As for Johannis himself, he represents a quite close local equivalent to the Obama phenomenon in the US: two years before he became, as a last-moment surprise, the presidential candidate of “the right”, Johannis was still a complete unknown to most Romanian voters, who might, in the best case scenario, have heard his name mentioned once or twice in their life, while listening to some radio show on the Saxon minority or on tourism in Transylvania. By that time, he was only the mayor of the city of Sibiu, a picturesque and touristic province town in Transylvania, originally built and inhabited by members of the Saxon minority, but nowadays by over 90% ethnical Romanian, where he was re-elected several times with so-called North-Korean majorities. An almost unanimous press praised his “flawless managing” of the city – without dwelling too much on how could any mayor’s managing have been less than flawless as long as that mayor is sitting on a money-pipeline which spits fresh euros from Germany and Luxemburg by the millions every day. Berlin, indeed, already seemed to have big plans for this son-in-law of a former general of Ceaușescu’s secret police, who, as a mayor, was also suspected of trafficking children to the West. In the middle of a country literally shaven of it’s wonderful mountain forests by the Austrian wood tycoon Schweighoffer, the history of poster child Johannis doing God’s work with Merkel’s money is, indeed, quite exemplary.

In spite of severe suspicions of electoral fraud (feeding on a totally outdated electoral census), his election to the presidency, as every new success of the “Romanian right”, was celebrated as the final victory over “communism” – which seemingly gave him the subjective right to overlook democratic procedures, and, though having no majority in Parliament, to name a “technocratic government” of his own choice to replace V. Ponta’s legitimate government, forced to resign by “spontaneous” street agitation following a horrific tragedy – caused by a suspicious fire – in a Bucharest nightclub.

* [The tasks]:
[a] In the passage on Johannis, which city was he mayor of before his presidential run?
[b] How many lines of the records contain the word "tree"? Reply with the number alone.
The records bear no relation to the passage on Johannis.

* [Excerpted data]:
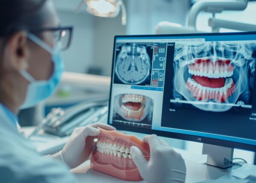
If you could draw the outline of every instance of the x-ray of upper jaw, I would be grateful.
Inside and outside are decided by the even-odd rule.
[[[115,75],[122,83],[137,85],[150,80],[150,58],[143,45],[123,45],[116,64]]]
[[[246,105],[248,98],[238,99],[245,92],[247,98],[251,96],[248,89],[253,87],[254,50],[256,45],[252,42],[176,43],[174,88],[186,103],[204,111],[251,107]]]

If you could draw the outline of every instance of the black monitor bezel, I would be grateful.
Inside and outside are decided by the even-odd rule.
[[[111,75],[110,85],[110,92],[109,97],[109,109],[110,109],[111,97],[112,94],[112,89],[113,80],[113,72],[114,71],[114,63],[115,62],[115,50],[116,38],[118,37],[180,37],[180,36],[209,36],[218,35],[239,35],[256,34],[256,31],[243,32],[227,32],[227,33],[195,33],[195,34],[150,34],[150,35],[118,35],[114,37],[114,46],[113,49],[113,54],[112,58],[112,66],[111,69]],[[115,127],[117,129],[119,130],[125,130],[128,131],[139,132],[146,134],[156,134],[157,135],[169,138],[180,139],[185,140],[189,140],[193,142],[196,142],[201,143],[205,143],[216,146],[220,146],[231,148],[239,149],[253,152],[256,152],[256,146],[251,144],[238,143],[234,141],[230,141],[200,136],[189,135],[181,133],[171,132],[169,132],[161,131],[159,130],[145,129],[142,128],[134,128],[132,127],[123,126],[109,123],[109,116],[110,114],[110,110],[108,110],[108,124],[111,124]]]

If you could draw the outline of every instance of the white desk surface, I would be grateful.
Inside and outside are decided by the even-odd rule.
[[[193,156],[193,154],[191,154],[191,153],[189,153],[187,151],[185,150],[177,149],[175,149],[175,150],[181,154],[184,159],[193,159],[193,160],[195,161],[193,162],[190,160],[186,160],[186,166],[187,166],[187,169],[188,167],[191,168],[191,170],[190,168],[189,169],[187,169],[189,171],[191,172],[192,173],[194,172],[193,170],[194,169],[193,167],[192,167],[192,165],[194,163],[198,164],[198,167],[202,170],[206,169],[205,167],[206,166],[202,164],[202,163],[206,161],[207,157],[206,155],[202,155],[201,156],[198,156],[194,154],[194,155]],[[198,163],[195,163],[196,162],[198,162]],[[85,182],[93,182],[94,183],[102,182],[119,183],[125,182],[128,183],[134,182],[126,181],[125,181],[113,177],[93,170],[90,168],[90,160],[86,161],[84,163],[83,163],[79,166],[71,170],[70,172],[75,174],[79,183]],[[189,174],[189,175],[191,176],[192,176],[193,174],[193,173]],[[201,181],[204,180],[205,180],[205,179],[203,178],[200,179],[199,181],[201,180]],[[188,177],[188,180],[189,180],[189,181],[186,181],[186,182],[195,182],[195,181],[193,181],[195,180],[195,178],[192,177]],[[145,183],[145,181],[143,180],[140,182],[140,183]]]
[[[28,127],[22,129],[21,132],[26,136],[26,134],[31,133],[33,128]],[[133,134],[133,133],[127,133]],[[139,138],[141,138],[144,135],[141,134],[133,134]],[[54,136],[53,138],[51,135],[40,133],[38,135],[33,137],[32,140],[36,146],[38,152],[42,155],[45,155],[47,152],[51,152],[53,153],[58,151],[59,149],[62,149],[68,138],[68,137],[62,138],[56,136]],[[169,140],[171,140],[171,139],[169,139]],[[237,168],[238,165],[241,166],[242,165],[243,167],[241,168],[243,168],[237,169],[235,171],[231,170],[233,172],[230,173],[230,170],[224,170],[205,165],[204,163],[206,162],[207,157],[206,155],[192,153],[188,151],[177,148],[174,148],[174,149],[176,152],[180,153],[185,160],[187,169],[186,182],[187,183],[198,183],[216,179],[218,180],[215,182],[225,183],[252,182],[251,181],[248,182],[242,179],[236,180],[234,177],[242,178],[247,177],[252,177],[251,180],[254,180],[253,182],[256,182],[255,181],[256,166],[255,166],[247,165],[245,163],[236,164],[236,166],[233,166],[233,167],[236,166]],[[76,169],[71,170],[70,172],[74,174],[78,183],[132,182],[125,181],[93,170],[90,168],[90,160],[86,161]],[[209,182],[212,183],[212,182]],[[145,183],[145,182],[142,181],[140,183]]]

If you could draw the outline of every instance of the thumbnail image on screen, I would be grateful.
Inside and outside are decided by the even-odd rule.
[[[175,43],[171,107],[250,109],[256,59],[255,42]]]
[[[114,98],[113,123],[133,124],[150,129],[154,101],[148,97],[133,94],[116,95]]]
[[[117,43],[114,83],[150,86],[154,43]]]

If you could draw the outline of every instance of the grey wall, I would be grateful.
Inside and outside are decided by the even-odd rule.
[[[65,71],[84,73],[94,60],[94,17],[86,13],[58,13],[62,26],[74,27],[71,45],[62,54]]]
[[[94,62],[93,64],[102,68],[103,74],[111,75],[114,37],[125,34],[125,26],[121,23],[120,15],[114,18],[95,18]]]
[[[63,53],[66,71],[85,73],[96,67],[106,76],[111,74],[115,35],[153,34],[156,25],[163,20],[185,25],[189,9],[189,0],[124,0],[128,16],[123,26],[121,13],[114,18],[97,17],[84,6],[76,14],[78,0],[72,4],[71,0],[55,2],[62,24],[74,27],[71,46]]]

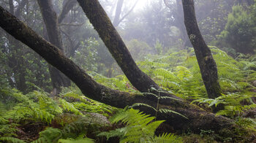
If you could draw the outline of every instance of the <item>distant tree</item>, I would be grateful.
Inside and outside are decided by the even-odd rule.
[[[233,48],[237,53],[255,53],[256,24],[255,16],[247,14],[241,5],[234,6],[228,15],[225,30],[219,36],[219,45]]]
[[[85,1],[83,1],[85,2]],[[88,2],[91,2],[91,1],[88,1]],[[83,4],[81,5],[83,7],[84,6]],[[94,9],[94,10],[97,10],[97,8]],[[58,47],[47,42],[29,27],[10,15],[1,7],[0,7],[0,18],[2,20],[0,20],[0,26],[3,29],[12,34],[17,39],[24,42],[43,57],[48,62],[61,71],[78,86],[85,95],[92,99],[122,108],[127,105],[132,105],[138,102],[145,103],[152,107],[156,107],[157,104],[159,108],[171,109],[187,117],[187,119],[182,116],[168,112],[159,112],[157,115],[157,119],[166,120],[165,123],[167,124],[166,126],[167,129],[176,129],[181,131],[189,129],[197,133],[201,130],[211,130],[214,131],[214,133],[222,136],[223,131],[238,128],[232,123],[232,120],[222,116],[215,116],[214,114],[207,112],[197,106],[190,104],[181,99],[160,98],[159,104],[157,104],[157,98],[154,96],[151,97],[150,95],[142,96],[141,94],[136,93],[130,94],[129,93],[112,90],[100,85],[92,80],[84,70],[81,69],[70,59],[65,57]],[[129,65],[127,66],[129,66]],[[143,84],[146,83],[143,82]],[[146,107],[141,107],[140,109],[145,113],[151,115],[154,115],[155,112],[154,110]],[[229,135],[241,138],[238,134],[237,132],[230,132]],[[225,134],[223,136],[225,135]]]
[[[37,2],[40,7],[42,16],[47,29],[47,39],[49,39],[49,42],[53,45],[59,47],[60,50],[64,51],[62,38],[59,27],[59,21],[61,21],[61,19],[58,20],[57,14],[53,8],[52,1],[37,0]],[[61,87],[67,87],[70,85],[70,80],[56,68],[50,66],[49,72],[53,87],[56,90],[54,92],[55,94],[60,92]]]
[[[217,98],[222,96],[218,70],[211,50],[200,31],[195,12],[194,0],[182,0],[182,4],[187,34],[195,50],[208,97]],[[222,105],[219,105],[217,108],[213,107],[214,112],[222,108]]]

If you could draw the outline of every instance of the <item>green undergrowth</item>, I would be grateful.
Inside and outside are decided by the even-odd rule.
[[[1,142],[105,142],[114,136],[121,142],[182,142],[173,134],[154,134],[164,120],[93,101],[75,86],[55,97],[38,89],[0,90]]]
[[[240,55],[233,58],[215,47],[211,49],[223,91],[222,96],[215,99],[207,98],[192,49],[166,55],[148,55],[138,63],[165,91],[202,107],[222,104],[225,109],[217,115],[230,117],[237,125],[255,131],[256,120],[252,113],[256,107],[256,58]],[[98,82],[113,89],[138,93],[124,75],[108,78],[95,72],[89,74]],[[163,120],[136,109],[120,109],[95,101],[83,95],[75,85],[63,88],[54,97],[38,87],[35,88],[37,90],[26,94],[16,89],[0,89],[1,142],[216,142],[211,138],[211,131],[183,137],[168,133],[157,136],[155,130]],[[136,106],[154,109],[156,114],[152,115],[155,117],[158,112],[167,112],[187,117],[158,107],[142,103],[133,105]],[[222,140],[228,142],[228,139]]]

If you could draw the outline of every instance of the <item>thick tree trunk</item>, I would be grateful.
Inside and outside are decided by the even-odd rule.
[[[187,34],[194,47],[208,96],[209,98],[215,98],[222,96],[217,64],[198,28],[194,0],[182,0],[182,4]],[[219,104],[214,109],[214,112],[222,108],[223,105]]]
[[[144,93],[151,87],[158,89],[158,85],[138,67],[98,0],[78,1],[132,85]]]
[[[37,2],[44,19],[49,42],[63,51],[57,15],[53,9],[51,0],[37,0]],[[56,93],[60,92],[61,86],[70,85],[70,80],[56,68],[49,66],[49,72],[53,88],[57,90]]]
[[[1,7],[0,7],[0,19],[1,20],[0,27],[61,71],[79,87],[86,96],[121,108],[135,103],[145,103],[157,107],[157,99],[154,96],[121,92],[96,82],[85,71],[65,57],[56,46],[38,36],[33,30]],[[236,132],[238,130],[232,130],[238,128],[232,123],[233,120],[222,116],[215,116],[214,114],[207,112],[185,101],[161,99],[159,107],[176,111],[188,117],[186,119],[175,114],[159,113],[157,119],[167,120],[166,123],[171,125],[171,127],[167,126],[168,130],[175,129],[180,131],[190,130],[195,133],[200,133],[200,130],[212,130],[216,134],[219,134],[220,136],[232,137],[233,139],[251,139],[248,136],[252,136],[246,131],[244,131],[246,136],[239,136],[238,134],[241,132]],[[140,108],[140,109],[148,114],[155,114],[154,111],[146,107]],[[243,128],[239,129],[241,131]],[[227,132],[227,130],[231,131]]]

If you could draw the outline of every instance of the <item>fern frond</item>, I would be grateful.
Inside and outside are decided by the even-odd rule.
[[[174,113],[174,114],[178,115],[180,115],[180,116],[181,116],[181,117],[184,117],[184,118],[186,118],[186,119],[187,119],[187,120],[189,119],[189,118],[187,118],[186,116],[181,115],[181,113],[178,113],[178,112],[177,112],[173,111],[173,110],[171,110],[171,109],[159,109],[159,112],[162,112],[162,113],[169,113],[169,112],[170,112],[170,113]]]
[[[58,143],[94,143],[94,140],[90,138],[85,138],[81,139],[59,139]]]
[[[14,137],[0,137],[0,141],[12,143],[26,143],[24,141]]]
[[[59,98],[59,101],[64,110],[72,112],[76,115],[82,115],[82,113],[80,113],[78,109],[74,107],[74,105],[72,104],[69,103],[62,98]]]
[[[182,143],[182,139],[172,134],[163,134],[159,136],[155,136],[152,142],[157,143]]]
[[[62,136],[61,131],[59,128],[48,128],[39,133],[39,138],[31,143],[53,143],[57,142]]]
[[[133,104],[132,106],[129,107],[129,108],[133,108],[133,107],[140,107],[140,106],[143,106],[143,107],[148,107],[148,108],[151,108],[152,109],[154,109],[154,111],[157,111],[157,109],[148,105],[148,104],[143,104],[143,103],[135,103],[135,104]]]

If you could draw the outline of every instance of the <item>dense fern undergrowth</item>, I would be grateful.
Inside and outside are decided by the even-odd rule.
[[[138,63],[164,90],[206,110],[223,104],[225,109],[217,115],[232,118],[237,125],[255,130],[255,114],[252,113],[256,107],[256,57],[240,55],[234,59],[215,47],[211,49],[223,91],[222,96],[216,99],[207,98],[192,49],[165,56],[148,55]],[[111,88],[138,92],[124,75],[107,78],[95,72],[90,74]],[[54,97],[34,87],[37,90],[27,94],[1,87],[0,142],[187,142],[187,136],[192,136],[189,133],[157,136],[155,131],[164,120],[157,120],[131,107],[116,109],[93,101],[75,85],[62,88],[61,93]],[[197,137],[203,142],[203,139],[211,139],[212,134],[211,131],[202,131]],[[214,139],[211,139],[207,142],[214,142]]]

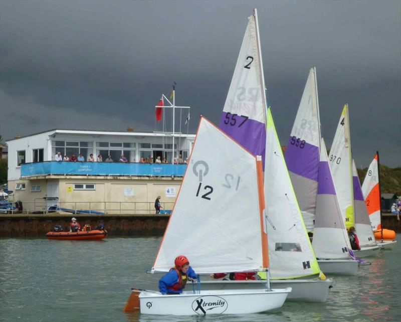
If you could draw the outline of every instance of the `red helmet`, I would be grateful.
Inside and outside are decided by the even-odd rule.
[[[189,261],[184,256],[180,255],[174,260],[174,265],[178,269],[181,269],[185,264],[189,264]]]

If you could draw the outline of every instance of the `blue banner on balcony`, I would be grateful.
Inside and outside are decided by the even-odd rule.
[[[21,165],[21,177],[81,176],[154,176],[183,177],[186,165],[49,161]]]

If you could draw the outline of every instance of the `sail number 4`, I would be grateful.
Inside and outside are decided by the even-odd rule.
[[[291,137],[291,143],[293,145],[299,147],[299,148],[303,148],[305,147],[305,140],[302,140],[301,141],[299,137],[297,137],[294,136]]]
[[[231,115],[231,117],[230,115]],[[237,116],[244,118],[243,120],[238,120],[239,122],[242,120],[242,122],[240,123],[240,125],[238,125],[238,127],[241,127],[242,126],[244,123],[245,123],[247,120],[248,120],[248,118],[249,118],[249,117],[246,116],[245,115],[239,115],[238,114],[231,114],[230,112],[229,112],[226,114],[226,119],[224,120],[224,124],[230,125],[231,126],[234,126],[237,124]]]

* [Problem solutions]:
[a] Sibiu.

[b] 2